▸ EXERCISE DESCRIPTION
Transcribe the data in full and exactly, omitting any pictures.

Point annotation dataset records

· · · · · · ·

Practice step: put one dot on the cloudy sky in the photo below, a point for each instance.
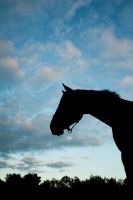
(86, 44)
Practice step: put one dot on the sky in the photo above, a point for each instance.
(85, 44)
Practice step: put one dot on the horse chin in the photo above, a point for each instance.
(58, 133)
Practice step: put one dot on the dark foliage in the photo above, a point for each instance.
(70, 188)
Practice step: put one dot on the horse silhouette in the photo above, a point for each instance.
(106, 106)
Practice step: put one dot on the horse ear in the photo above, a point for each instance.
(67, 88)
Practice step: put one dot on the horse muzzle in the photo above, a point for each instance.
(55, 130)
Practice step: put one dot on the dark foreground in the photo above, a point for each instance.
(31, 187)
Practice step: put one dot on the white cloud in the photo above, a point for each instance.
(126, 81)
(47, 74)
(85, 157)
(68, 50)
(9, 71)
(59, 164)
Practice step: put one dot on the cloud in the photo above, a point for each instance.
(46, 74)
(6, 48)
(9, 72)
(126, 81)
(68, 50)
(75, 6)
(32, 161)
(59, 164)
(85, 157)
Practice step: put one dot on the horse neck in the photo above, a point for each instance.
(94, 103)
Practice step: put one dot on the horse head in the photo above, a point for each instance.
(67, 112)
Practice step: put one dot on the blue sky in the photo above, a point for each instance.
(85, 44)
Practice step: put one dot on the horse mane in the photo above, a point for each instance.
(111, 94)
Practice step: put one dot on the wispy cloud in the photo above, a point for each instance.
(59, 164)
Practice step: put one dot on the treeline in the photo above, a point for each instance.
(71, 187)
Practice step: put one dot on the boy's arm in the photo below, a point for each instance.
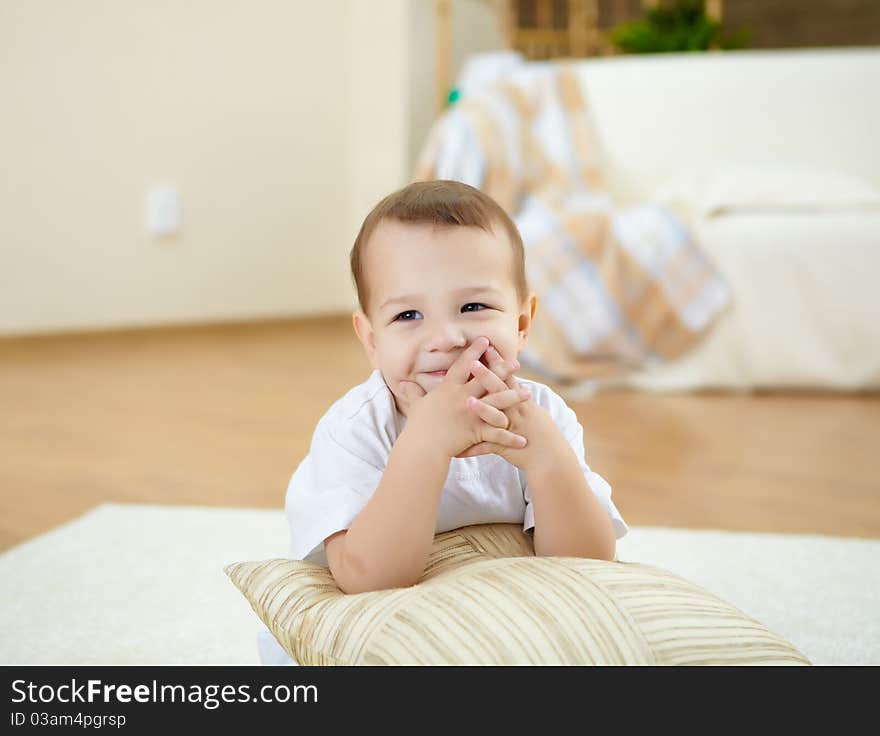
(387, 544)
(569, 520)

· · · · · · ·

▸ RESPONSE
Practice step: put one dot on the cloudy sky in the photo below, a point for each instance.
(86, 44)
Practice step: put one dot on the sky in the photo above, a point for each instance.
(85, 44)
Practice step: put one dot on the horse chin in the photo above, a point for each instance.
(58, 133)
Practice step: put one dot on the dark foliage in the photo above, a point for each instance.
(70, 188)
Practice step: put one dot on the horse silhouette in the photo above, a point for each instance.
(106, 106)
Practice step: put one dot on the horse ear in the photo above, a point for each instance.
(67, 88)
Practice step: put one dot on the horse muzzle in the photo above, a point for each instance.
(55, 130)
Practice step: put one dot on the dark foreground in the photo above, a point for each instance.
(31, 187)
Practice step: put one dot on the white cloud in the photo above, a point for each instance.
(126, 81)
(47, 74)
(85, 157)
(68, 50)
(9, 71)
(59, 164)
Practice step: put one dot on the cloud in the photo above, a point for each instance.
(46, 74)
(6, 48)
(9, 72)
(126, 81)
(68, 50)
(75, 6)
(32, 161)
(59, 164)
(85, 157)
Practice step: put one dot on the horse neck in the photo above, a point for each instance.
(94, 103)
Practice step: put one dot on the horse head in the photo above, a point for each instance.
(67, 112)
Practice step: put one dot on the blue sky in the photo above, a point for each instance.
(85, 44)
Practice step: put one dot on the horse mane in the photo above, a point for each instance.
(111, 94)
Practice step: put one dot on the wispy cloud in the photo above, a point for each instance.
(59, 164)
Practice step: put one dot on the treeline in the photo above, a point for each instance.
(71, 187)
Practice step: put one dot on the boy's arm in the photo below, a point for each instance.
(387, 544)
(569, 520)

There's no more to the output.